# Excerpt provided:
========================

Currently, three in every ten Europeans have attained higher education.

According to the Education and Training Strategy of the European Union, it should be four in ten by 2020. Getting this additional person into and through higher education successfully requires more information on the students of Europe today, who they are and what challenges they face. This is how Richard Deiss of the European Commission explained his support for the EUROSTUDENT project at an event held at the Dutch permanent residency to the EU in Brussels on October 19th.

At the event, EUROSTUDENT released its data and comparative analyses of student life and study conditions in Europe. Around 70 members of the European Council’s Education Committee and representatives of various European-wide organisations attended this evening event showcasing some of the recent results of the project’s fourth round.

Bartùomiej Banaszak, as representative of the Polish European Presidency, described his involvement with the project. Around four years ago he was a representative of the students in Poland and involved in working with the government to ensure Poland’s participation in this European-wide project. Now, as a member of the Polish Ministry of Science and Education, he sees the relevance of the rich data set and the analyses for the development of Polish higher education. Speaking for the Polish presidency, he expressed recognition of the importance of the data and comparative analyses of student life and study conditions for the further development of the EU’s strategy for modernisation of higher education. “This is the best source of comparative information on the European student today”, concurred Marlies Leegwater of the Dutch Ministry of Education and Culture.

========================

# Supplied information:
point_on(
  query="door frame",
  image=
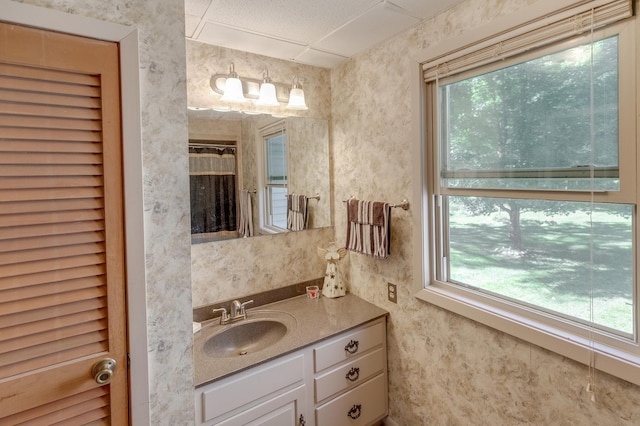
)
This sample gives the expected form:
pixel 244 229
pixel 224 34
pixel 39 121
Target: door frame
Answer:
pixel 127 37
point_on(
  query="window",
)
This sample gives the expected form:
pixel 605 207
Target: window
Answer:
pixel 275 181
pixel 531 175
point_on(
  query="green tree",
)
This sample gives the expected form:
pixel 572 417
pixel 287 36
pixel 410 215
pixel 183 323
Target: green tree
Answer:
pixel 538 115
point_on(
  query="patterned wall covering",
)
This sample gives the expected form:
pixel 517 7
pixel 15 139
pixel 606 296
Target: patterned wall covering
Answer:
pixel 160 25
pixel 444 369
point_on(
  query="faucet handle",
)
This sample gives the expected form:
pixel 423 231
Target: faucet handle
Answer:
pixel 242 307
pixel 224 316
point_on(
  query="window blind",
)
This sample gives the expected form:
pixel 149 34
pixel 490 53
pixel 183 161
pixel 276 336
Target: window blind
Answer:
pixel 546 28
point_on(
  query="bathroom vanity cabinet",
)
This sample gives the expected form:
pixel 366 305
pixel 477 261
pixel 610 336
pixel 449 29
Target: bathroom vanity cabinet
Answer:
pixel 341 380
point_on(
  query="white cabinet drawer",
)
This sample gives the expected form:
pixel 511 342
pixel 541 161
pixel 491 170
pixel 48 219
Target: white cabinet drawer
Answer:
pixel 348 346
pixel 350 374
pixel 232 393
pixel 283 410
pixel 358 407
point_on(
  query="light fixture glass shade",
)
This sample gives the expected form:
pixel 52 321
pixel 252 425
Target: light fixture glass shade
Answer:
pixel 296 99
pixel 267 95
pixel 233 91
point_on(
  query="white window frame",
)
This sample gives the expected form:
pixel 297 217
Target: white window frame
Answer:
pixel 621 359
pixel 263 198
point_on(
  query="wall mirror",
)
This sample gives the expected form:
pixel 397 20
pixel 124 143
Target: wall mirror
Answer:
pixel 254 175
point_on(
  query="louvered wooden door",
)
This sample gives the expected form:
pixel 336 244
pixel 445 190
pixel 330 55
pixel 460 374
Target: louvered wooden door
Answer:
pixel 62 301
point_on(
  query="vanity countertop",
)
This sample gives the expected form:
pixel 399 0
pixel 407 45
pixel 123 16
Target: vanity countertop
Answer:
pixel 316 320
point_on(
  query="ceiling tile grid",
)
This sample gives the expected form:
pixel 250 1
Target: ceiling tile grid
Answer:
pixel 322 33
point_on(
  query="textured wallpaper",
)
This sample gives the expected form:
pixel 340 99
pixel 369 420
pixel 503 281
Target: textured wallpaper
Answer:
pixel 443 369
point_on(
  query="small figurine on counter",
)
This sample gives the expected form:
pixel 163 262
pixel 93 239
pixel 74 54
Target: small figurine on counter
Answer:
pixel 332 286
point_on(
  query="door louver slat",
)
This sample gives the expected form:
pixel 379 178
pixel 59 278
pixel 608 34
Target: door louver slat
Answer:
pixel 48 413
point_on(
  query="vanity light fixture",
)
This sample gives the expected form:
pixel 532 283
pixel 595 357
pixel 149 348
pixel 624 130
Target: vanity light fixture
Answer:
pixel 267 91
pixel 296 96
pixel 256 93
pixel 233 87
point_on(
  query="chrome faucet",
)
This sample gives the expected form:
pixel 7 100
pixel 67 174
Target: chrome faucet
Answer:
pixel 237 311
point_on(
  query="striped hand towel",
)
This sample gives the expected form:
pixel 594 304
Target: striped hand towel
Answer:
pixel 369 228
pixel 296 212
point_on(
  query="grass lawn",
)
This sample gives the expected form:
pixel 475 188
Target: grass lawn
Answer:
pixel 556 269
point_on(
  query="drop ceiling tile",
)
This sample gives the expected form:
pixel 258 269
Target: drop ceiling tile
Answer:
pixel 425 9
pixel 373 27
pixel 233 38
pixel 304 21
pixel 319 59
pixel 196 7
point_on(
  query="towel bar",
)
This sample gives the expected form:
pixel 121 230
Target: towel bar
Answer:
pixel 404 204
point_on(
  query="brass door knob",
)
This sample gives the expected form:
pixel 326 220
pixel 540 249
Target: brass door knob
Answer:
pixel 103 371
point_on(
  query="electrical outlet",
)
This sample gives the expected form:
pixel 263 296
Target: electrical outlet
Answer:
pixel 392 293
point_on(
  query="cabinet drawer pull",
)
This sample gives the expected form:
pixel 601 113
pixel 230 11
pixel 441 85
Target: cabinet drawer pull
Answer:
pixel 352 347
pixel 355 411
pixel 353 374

========================

Answer these questions from the EUROSTUDENT excerpt:
1. How many Europeans in ten should have attained higher education by 2020 under the EU's Education and Training Strategy?
2. Roughly how many people attended the evening event?
3. Which ministry did Marlies Leegwater represent?

# Result for this task:
1. Four in ten.
2. Around 70.
3. The Dutch Ministry of Education and Culture.